━━━ DATA FOR PROCESSING ━━━

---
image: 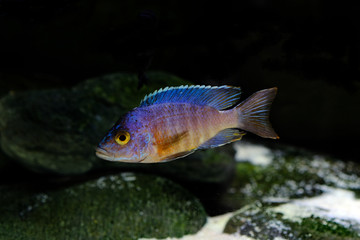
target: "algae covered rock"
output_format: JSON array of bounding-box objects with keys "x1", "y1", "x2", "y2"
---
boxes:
[
  {"x1": 0, "y1": 71, "x2": 235, "y2": 181},
  {"x1": 0, "y1": 173, "x2": 206, "y2": 240},
  {"x1": 224, "y1": 202, "x2": 360, "y2": 240},
  {"x1": 0, "y1": 89, "x2": 101, "y2": 174},
  {"x1": 219, "y1": 141, "x2": 360, "y2": 212},
  {"x1": 218, "y1": 141, "x2": 360, "y2": 239}
]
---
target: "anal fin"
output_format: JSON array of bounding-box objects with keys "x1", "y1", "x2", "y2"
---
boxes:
[
  {"x1": 159, "y1": 150, "x2": 195, "y2": 162},
  {"x1": 198, "y1": 128, "x2": 246, "y2": 149}
]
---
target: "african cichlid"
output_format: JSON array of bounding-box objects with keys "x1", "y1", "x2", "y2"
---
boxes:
[{"x1": 96, "y1": 85, "x2": 279, "y2": 163}]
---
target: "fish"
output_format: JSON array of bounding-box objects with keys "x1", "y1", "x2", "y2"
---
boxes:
[{"x1": 95, "y1": 85, "x2": 279, "y2": 163}]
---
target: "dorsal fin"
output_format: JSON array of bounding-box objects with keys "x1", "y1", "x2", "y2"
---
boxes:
[{"x1": 139, "y1": 85, "x2": 241, "y2": 110}]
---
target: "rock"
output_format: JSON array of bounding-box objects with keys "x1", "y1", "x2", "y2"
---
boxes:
[
  {"x1": 0, "y1": 173, "x2": 206, "y2": 240},
  {"x1": 216, "y1": 141, "x2": 360, "y2": 239},
  {"x1": 224, "y1": 202, "x2": 360, "y2": 240},
  {"x1": 0, "y1": 89, "x2": 99, "y2": 174},
  {"x1": 219, "y1": 141, "x2": 360, "y2": 212},
  {"x1": 0, "y1": 71, "x2": 235, "y2": 183}
]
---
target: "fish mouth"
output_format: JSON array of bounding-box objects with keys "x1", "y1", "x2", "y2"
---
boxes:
[
  {"x1": 95, "y1": 147, "x2": 142, "y2": 162},
  {"x1": 95, "y1": 147, "x2": 115, "y2": 161}
]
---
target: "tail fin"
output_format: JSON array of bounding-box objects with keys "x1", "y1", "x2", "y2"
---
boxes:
[{"x1": 236, "y1": 87, "x2": 279, "y2": 139}]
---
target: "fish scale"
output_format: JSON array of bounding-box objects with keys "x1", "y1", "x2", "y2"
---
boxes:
[
  {"x1": 146, "y1": 102, "x2": 230, "y2": 161},
  {"x1": 96, "y1": 85, "x2": 279, "y2": 163}
]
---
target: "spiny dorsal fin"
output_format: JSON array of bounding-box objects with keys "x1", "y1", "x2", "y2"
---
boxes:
[{"x1": 139, "y1": 85, "x2": 241, "y2": 110}]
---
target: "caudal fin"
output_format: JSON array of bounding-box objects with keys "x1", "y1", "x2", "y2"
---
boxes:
[{"x1": 236, "y1": 87, "x2": 279, "y2": 139}]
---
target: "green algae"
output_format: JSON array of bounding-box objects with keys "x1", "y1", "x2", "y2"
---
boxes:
[
  {"x1": 224, "y1": 203, "x2": 294, "y2": 239},
  {"x1": 224, "y1": 203, "x2": 360, "y2": 240},
  {"x1": 0, "y1": 173, "x2": 206, "y2": 240},
  {"x1": 219, "y1": 144, "x2": 360, "y2": 211},
  {"x1": 221, "y1": 143, "x2": 360, "y2": 239},
  {"x1": 294, "y1": 216, "x2": 359, "y2": 240}
]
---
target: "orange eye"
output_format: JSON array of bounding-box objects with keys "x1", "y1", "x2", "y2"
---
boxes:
[{"x1": 115, "y1": 131, "x2": 130, "y2": 145}]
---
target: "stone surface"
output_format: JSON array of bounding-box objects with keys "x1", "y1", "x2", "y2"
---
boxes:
[
  {"x1": 0, "y1": 173, "x2": 206, "y2": 240},
  {"x1": 219, "y1": 141, "x2": 360, "y2": 212},
  {"x1": 219, "y1": 141, "x2": 360, "y2": 239},
  {"x1": 224, "y1": 202, "x2": 360, "y2": 240}
]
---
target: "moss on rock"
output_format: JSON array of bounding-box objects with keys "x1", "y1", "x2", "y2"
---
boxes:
[
  {"x1": 224, "y1": 203, "x2": 360, "y2": 240},
  {"x1": 0, "y1": 173, "x2": 206, "y2": 240},
  {"x1": 219, "y1": 143, "x2": 360, "y2": 211},
  {"x1": 294, "y1": 216, "x2": 359, "y2": 240}
]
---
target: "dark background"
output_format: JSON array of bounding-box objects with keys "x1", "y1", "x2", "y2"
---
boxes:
[{"x1": 1, "y1": 0, "x2": 359, "y2": 161}]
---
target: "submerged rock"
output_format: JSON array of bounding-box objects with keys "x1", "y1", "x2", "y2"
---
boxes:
[
  {"x1": 219, "y1": 141, "x2": 360, "y2": 212},
  {"x1": 0, "y1": 72, "x2": 235, "y2": 183},
  {"x1": 224, "y1": 201, "x2": 360, "y2": 240},
  {"x1": 218, "y1": 141, "x2": 360, "y2": 239},
  {"x1": 0, "y1": 173, "x2": 206, "y2": 240}
]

━━━

REQUIRED WORK:
Reproduce each line of the data containing the word "fish".

THE ANSWER:
target: "fish"
target: "fish mouth"
target: "fish scale"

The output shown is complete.